**EXERCISES:**
**a)** Please copy the spray dryer absorber excerpt word for word. Begin at the words "FIELD AND BACKGROUND" and stop after "electric power generation.".
**b)** According to the spray dryer absorber excerpt, what other name distinguishes spray dry absorption from injecting a dry solid reagent into the flue gas?
**c)** Write the next part of the spray dryer absorber excerpt, starting after its last sentence.

**EXCERPT:**

=======

A spray dryer absorber (SDA) system used to reduce the concentration of at least one acid compound in a gas utilizes low or no alkali-containing particulate compounds to prevent cementing during operation. The low or no-alkali-containing compounds may be supplied from external sources and/or from a particulate collection device located downstream of the SDA.

Description

    FIELD AND BACKGROUND OF THE INVENTION
  • 1. Field of the Invention
  • The present invention relates, in general, to the field of environmental pollution control equipment used to remove pollutants from gases produced during the combustion of fossil fuels and, more particularly, to spray dryer absorbers used to remove acid gas compounds from such gases. The gases may be produced by industrial processes as well as combustion processes used in the production of steam for electric power generation.
  • 2. Description of the Related Art
  • Electric power generating plants and other industries that combust fossil fuels (e.g., coal, oil, petroleum coke, and/or waste materials) create various contaminants that include, among other things, acid gases (such as sulfur oxides) and other unwanted and/or undesirable chemical compounds in the flue gas produced during combustion.
  • One of the most common methods for reducing sulfur oxides in flue gases is through a spray drying chemical absorption process, also known as dry scrubbing, wherein an aqueous alkaline solution or slurry is finely atomized (via, for example, mechanical, dual fluid, or rotary atomizers), and sprayed into the hot flue gas to remove the contaminants. For a better understanding of spray drying chemical absorption processes, or dry scrubbing, the reader is referred to STEAM its generation and use, 41st Ed., Kitto and Stultz, eds., Copyright © 2005, The Babcock & Wilcox Company, particularly Chapter 35, pages 35-12 through 35-18, the text of which is hereby incorporated by reference as though fully set forth herein.
  • Spray dry absorption (SDA) reflects the primary reaction mechanisms involved in the process: drying alkaline reagent slurry atomized into fine droplets in the hot flue gas stream and absorption of SO2 and other acid gases from the gas stream. The process is also called semi-dry scrubbing to distinguish it from injection of a dry solid reagent into the flue gas.

=======

**INFORMATION SUPPLIED:**

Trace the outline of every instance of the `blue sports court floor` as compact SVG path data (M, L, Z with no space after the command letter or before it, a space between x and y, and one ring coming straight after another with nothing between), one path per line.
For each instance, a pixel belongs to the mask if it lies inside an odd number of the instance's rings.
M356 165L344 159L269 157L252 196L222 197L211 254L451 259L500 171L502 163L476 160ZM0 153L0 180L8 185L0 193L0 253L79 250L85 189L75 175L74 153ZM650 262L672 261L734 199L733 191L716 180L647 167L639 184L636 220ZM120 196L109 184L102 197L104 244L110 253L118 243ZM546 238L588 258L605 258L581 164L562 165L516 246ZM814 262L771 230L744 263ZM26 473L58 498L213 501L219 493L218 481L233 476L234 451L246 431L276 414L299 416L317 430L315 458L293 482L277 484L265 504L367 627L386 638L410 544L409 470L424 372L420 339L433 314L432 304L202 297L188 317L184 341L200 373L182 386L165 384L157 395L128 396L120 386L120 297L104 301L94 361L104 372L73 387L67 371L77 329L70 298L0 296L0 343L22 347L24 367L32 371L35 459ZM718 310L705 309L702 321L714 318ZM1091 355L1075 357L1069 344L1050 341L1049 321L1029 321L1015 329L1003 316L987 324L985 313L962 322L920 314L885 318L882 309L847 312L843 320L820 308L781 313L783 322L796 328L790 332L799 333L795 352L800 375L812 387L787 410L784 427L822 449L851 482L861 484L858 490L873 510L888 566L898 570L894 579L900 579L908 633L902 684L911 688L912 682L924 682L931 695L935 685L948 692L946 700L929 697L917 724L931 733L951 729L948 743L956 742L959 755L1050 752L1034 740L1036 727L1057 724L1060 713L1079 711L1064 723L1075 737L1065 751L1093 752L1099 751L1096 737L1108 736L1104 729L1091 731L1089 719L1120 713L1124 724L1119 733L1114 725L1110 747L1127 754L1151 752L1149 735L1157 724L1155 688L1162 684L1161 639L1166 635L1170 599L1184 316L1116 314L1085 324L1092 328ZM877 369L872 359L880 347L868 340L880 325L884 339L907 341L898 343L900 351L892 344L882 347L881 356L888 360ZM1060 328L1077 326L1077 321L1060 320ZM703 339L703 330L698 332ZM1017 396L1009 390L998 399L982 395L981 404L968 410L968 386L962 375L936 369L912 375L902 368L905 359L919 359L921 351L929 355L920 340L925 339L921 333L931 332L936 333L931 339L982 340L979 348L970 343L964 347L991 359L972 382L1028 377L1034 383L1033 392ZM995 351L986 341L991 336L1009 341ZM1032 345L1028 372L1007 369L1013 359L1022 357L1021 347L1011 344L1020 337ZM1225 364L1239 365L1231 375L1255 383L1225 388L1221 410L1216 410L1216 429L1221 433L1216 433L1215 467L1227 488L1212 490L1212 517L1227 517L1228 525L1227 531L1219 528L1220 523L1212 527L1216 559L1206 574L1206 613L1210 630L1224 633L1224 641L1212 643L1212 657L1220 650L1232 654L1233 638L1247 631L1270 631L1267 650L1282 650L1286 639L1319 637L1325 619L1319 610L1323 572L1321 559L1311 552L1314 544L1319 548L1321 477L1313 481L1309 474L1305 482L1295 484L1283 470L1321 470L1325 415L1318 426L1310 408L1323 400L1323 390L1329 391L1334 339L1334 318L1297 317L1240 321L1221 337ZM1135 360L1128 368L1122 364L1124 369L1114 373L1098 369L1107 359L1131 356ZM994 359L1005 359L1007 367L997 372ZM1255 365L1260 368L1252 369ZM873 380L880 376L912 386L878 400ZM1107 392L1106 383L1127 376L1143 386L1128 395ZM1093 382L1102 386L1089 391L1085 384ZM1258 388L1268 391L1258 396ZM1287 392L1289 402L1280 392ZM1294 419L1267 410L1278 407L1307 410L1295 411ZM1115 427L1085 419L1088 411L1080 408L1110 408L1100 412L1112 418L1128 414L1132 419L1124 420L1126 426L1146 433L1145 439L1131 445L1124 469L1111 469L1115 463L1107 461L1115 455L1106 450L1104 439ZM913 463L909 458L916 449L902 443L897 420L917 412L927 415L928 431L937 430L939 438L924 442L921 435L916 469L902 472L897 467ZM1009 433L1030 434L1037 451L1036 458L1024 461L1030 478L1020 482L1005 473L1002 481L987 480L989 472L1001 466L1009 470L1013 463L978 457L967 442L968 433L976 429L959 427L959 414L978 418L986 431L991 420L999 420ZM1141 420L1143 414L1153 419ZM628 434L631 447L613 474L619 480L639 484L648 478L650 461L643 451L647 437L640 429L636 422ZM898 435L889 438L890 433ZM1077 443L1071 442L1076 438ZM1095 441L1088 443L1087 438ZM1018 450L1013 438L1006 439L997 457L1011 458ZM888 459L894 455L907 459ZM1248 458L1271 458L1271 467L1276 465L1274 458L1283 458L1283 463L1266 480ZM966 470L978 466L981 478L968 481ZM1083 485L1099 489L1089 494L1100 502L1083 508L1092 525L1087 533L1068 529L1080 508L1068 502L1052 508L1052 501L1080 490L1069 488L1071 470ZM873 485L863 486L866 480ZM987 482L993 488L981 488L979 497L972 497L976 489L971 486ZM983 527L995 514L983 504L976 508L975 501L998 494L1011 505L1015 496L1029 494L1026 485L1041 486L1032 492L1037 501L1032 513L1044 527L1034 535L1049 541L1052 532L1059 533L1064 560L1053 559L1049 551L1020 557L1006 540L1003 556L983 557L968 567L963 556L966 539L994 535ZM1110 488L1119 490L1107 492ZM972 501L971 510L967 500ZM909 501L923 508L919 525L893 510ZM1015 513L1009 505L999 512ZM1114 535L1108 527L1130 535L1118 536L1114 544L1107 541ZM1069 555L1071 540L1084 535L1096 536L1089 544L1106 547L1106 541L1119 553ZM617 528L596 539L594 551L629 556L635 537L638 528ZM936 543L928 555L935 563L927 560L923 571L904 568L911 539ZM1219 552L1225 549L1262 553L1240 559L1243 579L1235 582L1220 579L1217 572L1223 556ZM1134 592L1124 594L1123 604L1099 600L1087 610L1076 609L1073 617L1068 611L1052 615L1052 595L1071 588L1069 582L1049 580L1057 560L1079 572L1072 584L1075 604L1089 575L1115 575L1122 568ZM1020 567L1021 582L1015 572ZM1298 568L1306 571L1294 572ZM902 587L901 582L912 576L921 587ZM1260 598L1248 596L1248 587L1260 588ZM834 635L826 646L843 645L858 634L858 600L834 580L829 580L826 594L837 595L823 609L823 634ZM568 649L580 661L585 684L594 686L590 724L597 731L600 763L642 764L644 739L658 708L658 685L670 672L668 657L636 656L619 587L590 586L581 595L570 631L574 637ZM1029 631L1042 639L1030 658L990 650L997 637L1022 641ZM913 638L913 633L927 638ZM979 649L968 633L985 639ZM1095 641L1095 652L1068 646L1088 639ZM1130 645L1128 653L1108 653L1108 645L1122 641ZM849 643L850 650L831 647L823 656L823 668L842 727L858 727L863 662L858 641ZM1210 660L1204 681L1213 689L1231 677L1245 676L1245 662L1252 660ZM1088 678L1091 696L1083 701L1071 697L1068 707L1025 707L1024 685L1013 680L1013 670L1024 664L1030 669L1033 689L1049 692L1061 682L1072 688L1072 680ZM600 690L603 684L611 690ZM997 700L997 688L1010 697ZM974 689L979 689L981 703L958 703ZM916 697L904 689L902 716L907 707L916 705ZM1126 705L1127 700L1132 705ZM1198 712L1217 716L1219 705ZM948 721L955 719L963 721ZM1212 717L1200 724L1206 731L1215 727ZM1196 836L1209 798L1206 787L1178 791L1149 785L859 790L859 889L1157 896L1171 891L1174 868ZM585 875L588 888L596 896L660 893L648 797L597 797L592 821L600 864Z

=======

**TASK RESPONSES:**
**a)**
FIELD AND BACKGROUND OF THE INVENTION
  • 1. Field of the Invention
  • The present invention relates, in general, to the field of environmental pollution control equipment used to remove pollutants from gases produced during the combustion of fossil fuels and, more particularly, to spray dryer absorbers used to remove acid gas compounds from such gases. The gases may be produced by industrial processes as well as combustion processes used in the production of steam for electric power generation.

**b)** Semi-dry scrubbing.

**c)**
  • In a typical boiler installation arrangement, the SDA is positioned before the dust collector. Flue gases leaving the last heat trap (typically, air heater) at a temperature of 250° F. to 350° F. (121° C. to 177° C.) enter the spray chamber where the reagent slurry is sprayed into the gas stream, cooling the gas to 150° F. to 170° F. (66° C. to 77° C.). An electrostatic precipitator (ESP) or fabric filter (baghouse) can be used to collect the reagent, flyash and reaction products. Baghouses are the dominant selection for U.S. SDA installations (over 90%) and provide for lower reagent consumption to achieve similar overall system SO2 emissions reductions.
  • SO2 absorption takes place primarily while the water is evaporating and the flue gas is adiabatically cooled by the spray. Reagent stoichiometry and approach temperature are the two primary variables that control the scrubber's SO2 removal efficiency. The stoichiometry is the molar ratio of the reagent consumed to either the inlet SO2 or the quantity of SO2 removed in the process. Depending upon available reagent and acid gas content in the flue gases, the stoichiometry can vary widely; e.g., from about 1 to more than 10. The difference between the temperature of the flue gas leaving the dry scrubber and the adiabatic saturation temperature is known as the approach temperature. Flue gas saturation temperatures are typically in the range of 115° F. to 125° F. (46° C. to 52° C.) for low moisture bituminous coals and 125° F. to 135° F. (52° C. to 57° C.) for high moisture subbituminous coals or lignites. The optimal conditions for SO2 absorption must be balanced with practical drying considerations.
  • The predominant reagent used in dry scrubbers is lime slurry produced by slaking a high-calcium pebble lime. The slaking process can use a ball mill or a simple detention slaker. SDA systems that use only lime slurry as the reagent are known as single pass systems. Some of the lime remains unreacted following an initial pass through the spray chamber and is potentially available for further SO2 collection. Solids collected in the ESP or baghouse may be mixed with water and reinjected in the spray chamber of the SDA along with the SDA reagent.
  • If the fuel sulfur content is low and/or the fuel contains enough alkalis, as is known to be the case for certain types of coal and oil shale, the ash particles themselves could serve as a source of reagent in the SDA. Typically, the alkali in fuel that can produce sufficient sulfur capture is calcium carbonate (CaCO3).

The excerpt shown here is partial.